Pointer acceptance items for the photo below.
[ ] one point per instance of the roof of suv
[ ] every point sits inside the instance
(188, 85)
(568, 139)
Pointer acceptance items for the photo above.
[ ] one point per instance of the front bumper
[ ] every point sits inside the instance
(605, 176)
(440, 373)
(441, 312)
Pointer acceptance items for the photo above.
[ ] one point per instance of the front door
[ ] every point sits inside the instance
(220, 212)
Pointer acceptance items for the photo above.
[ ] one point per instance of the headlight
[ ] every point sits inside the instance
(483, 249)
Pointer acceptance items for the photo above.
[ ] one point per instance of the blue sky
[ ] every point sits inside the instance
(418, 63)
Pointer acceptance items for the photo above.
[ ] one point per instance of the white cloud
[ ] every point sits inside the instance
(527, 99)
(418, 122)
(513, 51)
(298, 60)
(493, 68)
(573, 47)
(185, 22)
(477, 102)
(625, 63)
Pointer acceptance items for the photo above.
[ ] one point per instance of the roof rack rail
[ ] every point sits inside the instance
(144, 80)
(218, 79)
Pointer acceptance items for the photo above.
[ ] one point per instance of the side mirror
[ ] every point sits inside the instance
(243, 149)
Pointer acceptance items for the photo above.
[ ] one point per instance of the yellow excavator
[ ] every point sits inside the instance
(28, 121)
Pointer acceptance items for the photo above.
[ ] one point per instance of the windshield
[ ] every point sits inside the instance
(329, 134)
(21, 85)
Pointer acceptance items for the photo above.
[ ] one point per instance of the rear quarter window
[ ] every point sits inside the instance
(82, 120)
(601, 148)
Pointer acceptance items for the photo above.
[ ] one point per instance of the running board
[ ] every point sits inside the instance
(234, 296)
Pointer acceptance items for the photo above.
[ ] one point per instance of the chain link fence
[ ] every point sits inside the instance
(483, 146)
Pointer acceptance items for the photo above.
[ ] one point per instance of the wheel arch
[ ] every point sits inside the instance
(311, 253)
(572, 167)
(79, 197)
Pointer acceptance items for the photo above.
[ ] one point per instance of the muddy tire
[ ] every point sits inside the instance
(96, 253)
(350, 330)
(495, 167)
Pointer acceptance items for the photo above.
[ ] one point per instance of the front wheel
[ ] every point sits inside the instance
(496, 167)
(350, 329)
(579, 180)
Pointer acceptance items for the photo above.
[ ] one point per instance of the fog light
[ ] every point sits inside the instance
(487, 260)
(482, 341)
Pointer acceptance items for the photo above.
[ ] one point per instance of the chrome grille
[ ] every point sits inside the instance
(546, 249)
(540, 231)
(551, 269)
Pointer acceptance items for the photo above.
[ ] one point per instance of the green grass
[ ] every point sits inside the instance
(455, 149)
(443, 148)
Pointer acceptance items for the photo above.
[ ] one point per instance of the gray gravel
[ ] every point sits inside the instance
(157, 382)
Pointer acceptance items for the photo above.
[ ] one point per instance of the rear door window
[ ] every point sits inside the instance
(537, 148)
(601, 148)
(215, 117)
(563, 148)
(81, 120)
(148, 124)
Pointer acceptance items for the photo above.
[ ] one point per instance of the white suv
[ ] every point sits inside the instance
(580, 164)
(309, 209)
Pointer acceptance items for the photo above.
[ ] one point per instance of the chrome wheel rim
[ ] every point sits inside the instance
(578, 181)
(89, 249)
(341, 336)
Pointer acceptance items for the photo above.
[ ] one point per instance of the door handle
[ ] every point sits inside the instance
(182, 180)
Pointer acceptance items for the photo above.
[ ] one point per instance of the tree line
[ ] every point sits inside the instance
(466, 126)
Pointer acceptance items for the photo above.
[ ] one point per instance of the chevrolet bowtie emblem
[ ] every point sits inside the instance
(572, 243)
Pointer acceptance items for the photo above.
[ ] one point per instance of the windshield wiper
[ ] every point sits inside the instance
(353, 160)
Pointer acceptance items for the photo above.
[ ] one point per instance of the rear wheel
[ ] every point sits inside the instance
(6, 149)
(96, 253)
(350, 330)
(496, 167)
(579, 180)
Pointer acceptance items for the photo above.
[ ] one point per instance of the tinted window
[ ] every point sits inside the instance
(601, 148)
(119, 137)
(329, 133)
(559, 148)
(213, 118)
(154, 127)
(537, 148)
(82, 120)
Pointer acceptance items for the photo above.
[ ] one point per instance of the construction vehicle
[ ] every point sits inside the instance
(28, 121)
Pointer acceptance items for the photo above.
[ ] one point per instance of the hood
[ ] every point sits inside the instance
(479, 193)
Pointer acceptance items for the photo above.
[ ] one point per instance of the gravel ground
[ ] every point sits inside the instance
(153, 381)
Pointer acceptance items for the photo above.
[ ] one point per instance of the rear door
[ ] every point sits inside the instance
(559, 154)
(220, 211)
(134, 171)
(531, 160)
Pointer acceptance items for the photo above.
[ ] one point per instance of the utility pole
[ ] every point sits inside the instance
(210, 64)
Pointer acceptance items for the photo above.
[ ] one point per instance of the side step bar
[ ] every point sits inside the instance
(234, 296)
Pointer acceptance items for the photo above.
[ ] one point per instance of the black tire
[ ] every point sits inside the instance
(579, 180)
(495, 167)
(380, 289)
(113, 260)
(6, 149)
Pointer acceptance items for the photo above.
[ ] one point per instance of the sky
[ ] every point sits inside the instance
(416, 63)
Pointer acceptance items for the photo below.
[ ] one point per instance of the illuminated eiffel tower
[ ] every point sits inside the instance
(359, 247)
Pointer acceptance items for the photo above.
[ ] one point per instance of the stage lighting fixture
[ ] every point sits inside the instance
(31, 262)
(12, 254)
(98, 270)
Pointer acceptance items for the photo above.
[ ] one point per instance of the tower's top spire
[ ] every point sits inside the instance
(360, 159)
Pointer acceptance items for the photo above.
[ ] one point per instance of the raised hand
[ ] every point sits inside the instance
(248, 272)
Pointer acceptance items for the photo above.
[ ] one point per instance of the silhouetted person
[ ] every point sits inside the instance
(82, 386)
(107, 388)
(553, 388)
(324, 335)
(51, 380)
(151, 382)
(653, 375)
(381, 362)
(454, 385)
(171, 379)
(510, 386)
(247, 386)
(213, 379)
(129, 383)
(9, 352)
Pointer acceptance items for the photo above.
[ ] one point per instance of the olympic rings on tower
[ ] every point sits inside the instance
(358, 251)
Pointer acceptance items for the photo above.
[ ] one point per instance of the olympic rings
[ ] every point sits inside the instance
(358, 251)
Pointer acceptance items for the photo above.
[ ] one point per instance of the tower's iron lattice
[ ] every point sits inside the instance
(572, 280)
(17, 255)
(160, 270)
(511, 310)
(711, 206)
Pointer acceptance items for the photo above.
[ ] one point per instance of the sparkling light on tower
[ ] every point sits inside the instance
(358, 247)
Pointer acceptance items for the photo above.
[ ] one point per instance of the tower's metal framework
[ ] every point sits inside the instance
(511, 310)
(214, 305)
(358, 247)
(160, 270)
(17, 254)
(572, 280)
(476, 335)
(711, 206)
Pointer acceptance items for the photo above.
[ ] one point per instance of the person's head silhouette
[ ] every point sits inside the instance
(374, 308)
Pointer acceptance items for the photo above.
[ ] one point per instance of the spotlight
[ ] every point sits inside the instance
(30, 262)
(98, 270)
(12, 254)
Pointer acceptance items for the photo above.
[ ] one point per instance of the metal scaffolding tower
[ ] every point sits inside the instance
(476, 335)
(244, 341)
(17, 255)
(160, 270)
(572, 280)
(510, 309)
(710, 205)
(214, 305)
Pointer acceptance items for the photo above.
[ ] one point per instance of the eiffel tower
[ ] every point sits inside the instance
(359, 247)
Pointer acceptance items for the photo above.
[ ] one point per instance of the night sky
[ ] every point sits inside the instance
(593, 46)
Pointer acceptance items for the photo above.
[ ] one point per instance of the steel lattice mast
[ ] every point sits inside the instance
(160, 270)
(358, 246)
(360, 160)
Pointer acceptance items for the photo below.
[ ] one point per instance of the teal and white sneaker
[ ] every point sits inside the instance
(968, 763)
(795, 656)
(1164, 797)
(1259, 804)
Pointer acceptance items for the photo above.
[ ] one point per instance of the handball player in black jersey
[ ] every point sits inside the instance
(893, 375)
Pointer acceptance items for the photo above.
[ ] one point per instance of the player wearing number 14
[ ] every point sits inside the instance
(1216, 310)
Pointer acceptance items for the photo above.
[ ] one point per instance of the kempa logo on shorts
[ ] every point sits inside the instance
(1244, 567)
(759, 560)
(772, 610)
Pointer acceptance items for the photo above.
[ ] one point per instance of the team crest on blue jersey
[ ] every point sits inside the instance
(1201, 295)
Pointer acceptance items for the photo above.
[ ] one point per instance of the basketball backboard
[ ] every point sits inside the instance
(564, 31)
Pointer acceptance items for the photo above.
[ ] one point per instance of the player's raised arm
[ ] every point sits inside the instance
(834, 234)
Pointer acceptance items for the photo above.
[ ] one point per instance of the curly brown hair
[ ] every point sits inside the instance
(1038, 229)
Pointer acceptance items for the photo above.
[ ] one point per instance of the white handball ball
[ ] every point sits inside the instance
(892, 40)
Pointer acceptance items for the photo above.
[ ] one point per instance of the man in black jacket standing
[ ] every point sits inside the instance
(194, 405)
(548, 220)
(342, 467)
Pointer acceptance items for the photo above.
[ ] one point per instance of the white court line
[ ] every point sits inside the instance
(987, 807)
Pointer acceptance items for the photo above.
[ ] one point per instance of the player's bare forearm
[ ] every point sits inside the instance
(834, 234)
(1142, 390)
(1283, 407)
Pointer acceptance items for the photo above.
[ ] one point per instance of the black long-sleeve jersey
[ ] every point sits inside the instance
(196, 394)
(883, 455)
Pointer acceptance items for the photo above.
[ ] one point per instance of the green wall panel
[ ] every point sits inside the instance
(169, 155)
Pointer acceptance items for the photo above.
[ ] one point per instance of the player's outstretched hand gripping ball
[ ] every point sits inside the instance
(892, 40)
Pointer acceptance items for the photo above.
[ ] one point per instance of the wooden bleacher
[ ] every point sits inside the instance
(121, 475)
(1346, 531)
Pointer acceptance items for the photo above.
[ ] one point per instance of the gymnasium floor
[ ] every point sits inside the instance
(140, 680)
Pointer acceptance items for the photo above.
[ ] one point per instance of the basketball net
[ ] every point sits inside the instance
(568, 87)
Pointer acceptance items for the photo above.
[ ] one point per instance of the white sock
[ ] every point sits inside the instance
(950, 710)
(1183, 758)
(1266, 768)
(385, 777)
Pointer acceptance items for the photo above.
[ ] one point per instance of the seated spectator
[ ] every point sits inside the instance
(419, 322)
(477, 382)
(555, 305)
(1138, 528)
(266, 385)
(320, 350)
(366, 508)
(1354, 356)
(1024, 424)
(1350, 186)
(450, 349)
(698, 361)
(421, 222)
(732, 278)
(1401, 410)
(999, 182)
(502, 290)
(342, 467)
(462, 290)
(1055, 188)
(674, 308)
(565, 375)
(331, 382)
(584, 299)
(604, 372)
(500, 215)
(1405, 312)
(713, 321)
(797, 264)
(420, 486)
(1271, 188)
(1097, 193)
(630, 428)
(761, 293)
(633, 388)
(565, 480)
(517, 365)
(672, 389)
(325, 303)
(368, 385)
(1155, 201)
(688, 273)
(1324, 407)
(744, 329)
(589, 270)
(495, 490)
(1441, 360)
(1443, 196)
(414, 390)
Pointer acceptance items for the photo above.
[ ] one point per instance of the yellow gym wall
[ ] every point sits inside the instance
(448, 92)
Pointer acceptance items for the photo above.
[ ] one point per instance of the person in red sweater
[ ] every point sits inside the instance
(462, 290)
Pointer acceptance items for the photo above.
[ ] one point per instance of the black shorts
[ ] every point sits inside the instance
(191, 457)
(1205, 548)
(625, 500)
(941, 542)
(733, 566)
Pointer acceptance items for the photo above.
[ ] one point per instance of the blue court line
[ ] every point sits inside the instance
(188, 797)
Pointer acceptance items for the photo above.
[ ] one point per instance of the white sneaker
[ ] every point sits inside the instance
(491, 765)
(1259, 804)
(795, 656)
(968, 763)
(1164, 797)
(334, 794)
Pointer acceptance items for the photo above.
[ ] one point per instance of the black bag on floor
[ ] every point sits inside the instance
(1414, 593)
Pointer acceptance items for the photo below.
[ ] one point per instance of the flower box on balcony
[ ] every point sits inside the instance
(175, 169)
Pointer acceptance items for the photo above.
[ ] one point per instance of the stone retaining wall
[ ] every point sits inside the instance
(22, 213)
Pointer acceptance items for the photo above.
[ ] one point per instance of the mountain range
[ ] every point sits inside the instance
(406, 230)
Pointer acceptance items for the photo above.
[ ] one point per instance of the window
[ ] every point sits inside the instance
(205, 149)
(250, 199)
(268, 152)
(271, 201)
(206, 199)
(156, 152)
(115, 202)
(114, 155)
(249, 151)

● THE TASK
Extract every line of the data that contains the word "metal".

● FINAL RESULT
[ ] one point per instance of the tower's metal framework
[ ] one point per instance of the metal scaffolding tower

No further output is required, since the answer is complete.